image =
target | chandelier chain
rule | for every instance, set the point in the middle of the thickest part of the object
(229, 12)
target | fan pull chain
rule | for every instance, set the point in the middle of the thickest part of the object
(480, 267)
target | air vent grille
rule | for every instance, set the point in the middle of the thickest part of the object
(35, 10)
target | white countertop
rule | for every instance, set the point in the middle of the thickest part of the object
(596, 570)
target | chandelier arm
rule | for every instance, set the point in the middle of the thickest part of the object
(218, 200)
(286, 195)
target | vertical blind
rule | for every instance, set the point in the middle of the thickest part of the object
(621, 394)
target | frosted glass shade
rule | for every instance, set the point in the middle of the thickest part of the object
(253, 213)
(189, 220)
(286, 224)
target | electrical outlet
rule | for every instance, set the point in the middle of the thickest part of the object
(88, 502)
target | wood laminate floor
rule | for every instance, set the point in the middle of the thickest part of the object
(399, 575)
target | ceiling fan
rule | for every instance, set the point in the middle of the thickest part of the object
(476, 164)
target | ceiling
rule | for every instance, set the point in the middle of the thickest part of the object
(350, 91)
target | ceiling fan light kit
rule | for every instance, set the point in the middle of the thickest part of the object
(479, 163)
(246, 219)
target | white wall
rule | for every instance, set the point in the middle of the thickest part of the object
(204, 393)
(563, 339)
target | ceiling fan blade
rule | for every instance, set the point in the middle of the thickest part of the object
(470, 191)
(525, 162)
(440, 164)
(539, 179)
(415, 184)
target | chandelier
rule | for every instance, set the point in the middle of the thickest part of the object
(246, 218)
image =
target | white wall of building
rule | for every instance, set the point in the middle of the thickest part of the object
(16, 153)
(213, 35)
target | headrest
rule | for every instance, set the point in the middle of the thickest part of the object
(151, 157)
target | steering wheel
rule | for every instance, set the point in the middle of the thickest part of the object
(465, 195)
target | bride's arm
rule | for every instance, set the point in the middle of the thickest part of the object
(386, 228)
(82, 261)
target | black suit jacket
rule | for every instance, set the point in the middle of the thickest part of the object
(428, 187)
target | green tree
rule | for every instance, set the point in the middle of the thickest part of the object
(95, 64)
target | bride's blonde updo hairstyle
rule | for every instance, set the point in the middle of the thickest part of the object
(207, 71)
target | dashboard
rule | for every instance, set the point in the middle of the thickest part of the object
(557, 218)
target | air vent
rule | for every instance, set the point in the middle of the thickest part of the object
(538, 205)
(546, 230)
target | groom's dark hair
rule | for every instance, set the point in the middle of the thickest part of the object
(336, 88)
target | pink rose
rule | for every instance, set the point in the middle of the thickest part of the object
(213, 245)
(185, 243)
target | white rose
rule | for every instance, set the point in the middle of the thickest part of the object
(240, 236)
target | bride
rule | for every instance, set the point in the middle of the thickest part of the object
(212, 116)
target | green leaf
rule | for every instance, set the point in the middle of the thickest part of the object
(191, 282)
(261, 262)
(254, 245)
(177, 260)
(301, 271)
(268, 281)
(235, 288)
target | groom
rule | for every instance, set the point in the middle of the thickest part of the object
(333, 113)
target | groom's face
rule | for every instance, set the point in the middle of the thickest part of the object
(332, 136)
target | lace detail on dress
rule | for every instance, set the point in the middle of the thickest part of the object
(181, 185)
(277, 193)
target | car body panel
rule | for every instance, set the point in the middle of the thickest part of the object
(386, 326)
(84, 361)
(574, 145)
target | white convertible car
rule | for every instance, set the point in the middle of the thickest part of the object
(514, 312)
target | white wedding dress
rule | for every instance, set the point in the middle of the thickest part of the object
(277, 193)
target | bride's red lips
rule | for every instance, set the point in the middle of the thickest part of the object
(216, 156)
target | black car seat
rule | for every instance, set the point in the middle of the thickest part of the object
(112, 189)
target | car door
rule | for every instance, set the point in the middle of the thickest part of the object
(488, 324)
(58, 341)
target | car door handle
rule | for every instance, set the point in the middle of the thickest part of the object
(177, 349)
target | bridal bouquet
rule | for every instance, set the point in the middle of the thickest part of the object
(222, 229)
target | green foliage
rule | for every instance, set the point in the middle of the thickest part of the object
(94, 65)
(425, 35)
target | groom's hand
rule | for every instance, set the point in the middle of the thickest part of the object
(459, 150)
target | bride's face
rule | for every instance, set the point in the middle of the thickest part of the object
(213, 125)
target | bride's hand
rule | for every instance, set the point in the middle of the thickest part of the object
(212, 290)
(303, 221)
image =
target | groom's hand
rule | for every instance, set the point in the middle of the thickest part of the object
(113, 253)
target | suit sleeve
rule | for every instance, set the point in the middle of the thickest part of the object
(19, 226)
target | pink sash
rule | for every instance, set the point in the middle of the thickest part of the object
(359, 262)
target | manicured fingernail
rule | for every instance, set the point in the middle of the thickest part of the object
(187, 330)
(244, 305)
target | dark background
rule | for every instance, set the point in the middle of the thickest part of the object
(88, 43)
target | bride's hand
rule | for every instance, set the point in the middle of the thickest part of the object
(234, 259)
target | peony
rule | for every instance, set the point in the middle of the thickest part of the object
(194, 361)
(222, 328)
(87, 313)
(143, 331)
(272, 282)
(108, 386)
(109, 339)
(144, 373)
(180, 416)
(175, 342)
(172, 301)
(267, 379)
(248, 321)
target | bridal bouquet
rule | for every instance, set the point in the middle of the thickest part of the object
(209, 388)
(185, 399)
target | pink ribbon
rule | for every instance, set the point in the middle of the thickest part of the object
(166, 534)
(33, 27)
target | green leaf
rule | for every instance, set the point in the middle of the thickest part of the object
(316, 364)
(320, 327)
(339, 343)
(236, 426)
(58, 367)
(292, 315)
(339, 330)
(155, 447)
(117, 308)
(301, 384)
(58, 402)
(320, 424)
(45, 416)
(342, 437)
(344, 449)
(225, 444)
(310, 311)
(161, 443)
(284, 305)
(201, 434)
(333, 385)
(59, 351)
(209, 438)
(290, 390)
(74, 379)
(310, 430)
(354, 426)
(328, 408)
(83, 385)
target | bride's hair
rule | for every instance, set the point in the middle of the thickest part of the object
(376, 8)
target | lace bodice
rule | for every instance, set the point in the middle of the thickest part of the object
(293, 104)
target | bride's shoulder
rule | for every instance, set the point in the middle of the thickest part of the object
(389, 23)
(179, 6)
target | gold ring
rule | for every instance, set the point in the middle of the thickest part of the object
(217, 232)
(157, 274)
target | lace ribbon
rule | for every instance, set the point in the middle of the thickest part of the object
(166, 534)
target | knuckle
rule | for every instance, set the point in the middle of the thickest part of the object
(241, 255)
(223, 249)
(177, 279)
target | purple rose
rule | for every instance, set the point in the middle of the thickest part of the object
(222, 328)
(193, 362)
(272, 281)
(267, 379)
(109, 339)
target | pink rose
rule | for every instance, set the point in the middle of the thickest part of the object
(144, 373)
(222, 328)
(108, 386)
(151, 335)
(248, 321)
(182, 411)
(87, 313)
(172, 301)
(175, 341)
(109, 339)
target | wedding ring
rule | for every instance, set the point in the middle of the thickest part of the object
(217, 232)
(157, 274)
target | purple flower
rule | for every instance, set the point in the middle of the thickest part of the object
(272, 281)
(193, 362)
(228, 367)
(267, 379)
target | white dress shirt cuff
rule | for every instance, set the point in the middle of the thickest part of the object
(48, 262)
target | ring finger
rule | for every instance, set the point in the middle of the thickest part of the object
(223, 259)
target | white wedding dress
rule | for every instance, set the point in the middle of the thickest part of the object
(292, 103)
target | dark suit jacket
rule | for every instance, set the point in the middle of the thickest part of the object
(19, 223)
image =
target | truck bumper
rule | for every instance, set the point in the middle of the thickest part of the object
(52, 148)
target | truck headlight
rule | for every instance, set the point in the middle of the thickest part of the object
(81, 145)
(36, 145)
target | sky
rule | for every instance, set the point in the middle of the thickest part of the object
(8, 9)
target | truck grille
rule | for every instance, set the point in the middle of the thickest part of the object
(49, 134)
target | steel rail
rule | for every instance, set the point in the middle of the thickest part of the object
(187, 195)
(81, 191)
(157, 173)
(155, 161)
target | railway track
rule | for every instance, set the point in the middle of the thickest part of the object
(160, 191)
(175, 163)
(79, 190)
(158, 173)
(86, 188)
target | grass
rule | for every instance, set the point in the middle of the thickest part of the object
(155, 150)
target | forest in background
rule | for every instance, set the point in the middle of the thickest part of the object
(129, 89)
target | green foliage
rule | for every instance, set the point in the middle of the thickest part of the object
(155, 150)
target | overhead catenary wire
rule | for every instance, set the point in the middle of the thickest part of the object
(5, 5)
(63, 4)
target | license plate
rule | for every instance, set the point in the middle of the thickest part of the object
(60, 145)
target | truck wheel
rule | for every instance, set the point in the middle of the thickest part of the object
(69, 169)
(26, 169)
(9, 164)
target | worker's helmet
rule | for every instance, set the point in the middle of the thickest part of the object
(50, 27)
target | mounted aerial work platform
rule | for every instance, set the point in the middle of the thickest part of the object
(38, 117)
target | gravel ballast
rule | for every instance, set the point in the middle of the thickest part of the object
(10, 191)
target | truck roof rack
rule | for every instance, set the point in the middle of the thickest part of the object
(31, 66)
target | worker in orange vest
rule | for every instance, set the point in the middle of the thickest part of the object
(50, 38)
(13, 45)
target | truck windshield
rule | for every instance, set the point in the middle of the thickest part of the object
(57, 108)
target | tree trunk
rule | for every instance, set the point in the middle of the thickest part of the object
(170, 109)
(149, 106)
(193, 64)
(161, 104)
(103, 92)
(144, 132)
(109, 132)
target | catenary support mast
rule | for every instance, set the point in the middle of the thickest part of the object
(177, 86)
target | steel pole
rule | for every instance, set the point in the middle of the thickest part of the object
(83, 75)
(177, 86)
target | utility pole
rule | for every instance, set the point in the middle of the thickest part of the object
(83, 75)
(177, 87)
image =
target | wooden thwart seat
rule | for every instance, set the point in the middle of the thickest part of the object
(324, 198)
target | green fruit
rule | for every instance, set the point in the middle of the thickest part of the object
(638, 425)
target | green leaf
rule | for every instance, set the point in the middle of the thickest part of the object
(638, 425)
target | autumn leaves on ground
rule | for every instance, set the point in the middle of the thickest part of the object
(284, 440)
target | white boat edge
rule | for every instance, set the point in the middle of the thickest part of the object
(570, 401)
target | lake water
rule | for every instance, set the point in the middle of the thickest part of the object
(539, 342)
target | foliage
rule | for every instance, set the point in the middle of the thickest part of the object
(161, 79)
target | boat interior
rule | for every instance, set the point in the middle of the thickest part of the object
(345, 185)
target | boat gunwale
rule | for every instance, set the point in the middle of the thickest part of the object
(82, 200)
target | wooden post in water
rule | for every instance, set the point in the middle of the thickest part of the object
+---+
## Directions
Exactly repeat the lines from the line that contains "target | lake water" to the end of the entries, both included, and leave out all other lines.

## Correct result
target | lake water
rule | for every instance, set the point in the middle of the thickest part of the object
(539, 342)
target | foliage
rule | for every instance, set the point in the middle of the thickest part of the object
(161, 79)
target | boat interior
rule | for every instance, set the point in the middle of the thickest part of the object
(345, 185)
target | boat gunwale
rule | for every instance, set the point in the middle of the thickest part of the object
(82, 200)
target | wooden post in water
rule | for every instance, set the point in the middle of the thickest part of the object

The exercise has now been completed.